• Selected text
□ □ □ □ □

Hands cupped under a brass tap with water trickling down. The background is blurred, emphasizing the focus on water scarcity and need.
Harare residents protest the city’s move to privatise key municipal services, accusing authorities of corruption, poor transparency and sidelining public input (image source)

Harare residents have reacted angrily to a sweeping push to privatise key municipal services including water, waste management, parking and infrastructure amid claims the process favours politically connected contractors and sidesteps community input.


The national government and Harare City Council are advancing a public-private partnership model to transfer parts of the city’s service delivery to private operators, with officials framing the move as a solution to decades of under-investment and breakdowns in service provision. Local residents’ associations say the tendering and handover process lacks transparency and accountability, accusing central government ministries of interfering in council affairs and “handpicking” contractors without meaningful public consultation. Combined Harare Residents Association director Reuben Akili described the development as undermining local democracy and warned that efficiency gains will be hollow if lasting oversight is absent.


“We are already feeling the worry,” said a Harare suburb resident who attended a recent community meeting, describing a mood of mistrust and confusion as private operatives inspect neighbourhood infrastructure. Another market trader reported sudden changes to municipal waste pickups and a new private firm demanding upfront fees, heightening fears about affordability for low-income households. Government ministers and some council officials argue privatisation will inject capital, restore services and professionalise management of Harare’s water value chain and other failing utilities, presenting the model as necessary to stabilise supply and attract investment.


Urban governance analyst Dr. Tafadzwa Ncube warned that outsourcing municipal services can produce short-term gains but often transfers risks to citizens if safeguards are weak. “Privatisation without strict performance contracts, tariff protections and citizen oversight risks exclusion and higher costs for the poor,” Dr. Ncube said. He urged immediate publication of tender documents, value-for-money assessments and independent regulatory frameworks to protect vulnerable residents.


Critics fear the move could entrench patronage, weaken local accountability and raise user charges, hitting informal traders and low-income households hardest. Supporters counter that private partners must meet service level agreements and that improved performance will spur economic activity and investor confidence in the capital.


Campaigners are calling for urgent public hearings, judicial review of suspect tenders and stronger parliamentary oversight to ensure the rollout is transparent and socially protective. Council meetings and a planned stakeholders’ workshop are due in the coming weeks; activists say those forums will be a litmus test for whether residents’ voices shape the process or are sidelined entirely.

□ □ □ □ □

• Exercise material
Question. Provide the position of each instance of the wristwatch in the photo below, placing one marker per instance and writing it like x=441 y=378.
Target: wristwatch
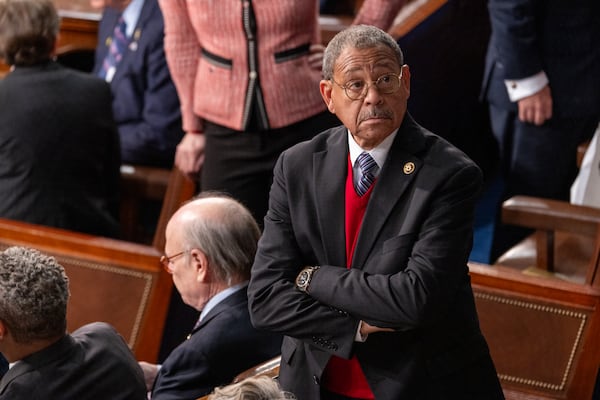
x=304 y=277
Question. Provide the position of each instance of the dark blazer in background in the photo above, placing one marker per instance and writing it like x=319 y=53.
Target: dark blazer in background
x=59 y=150
x=93 y=362
x=223 y=345
x=408 y=272
x=446 y=56
x=559 y=37
x=145 y=105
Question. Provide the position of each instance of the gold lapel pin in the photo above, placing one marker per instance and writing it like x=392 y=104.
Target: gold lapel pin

□ □ □ □ □

• Instructions
(a) Which municipal services does the article on Harare's privatization push name as key services being privatized?
(b) Copy the listing from the line with "Question. Provide the position of each instance of the dark" through the end of the listing, word for word.
The article and the listing have nothing to do with each other.

• Solutions by task
(a)
- Water
- Waste management
- Parking
- Infrastructure

(b)
Question. Provide the position of each instance of the dark blazer in background in the photo above, placing one marker per instance and writing it like x=319 y=53.
Target: dark blazer in background
x=59 y=150
x=93 y=362
x=223 y=345
x=408 y=272
x=446 y=56
x=559 y=37
x=145 y=105
Question. Provide the position of each instance of the gold lapel pin in the photo above, placing one marker per instance and writing it like x=392 y=104.
Target: gold lapel pin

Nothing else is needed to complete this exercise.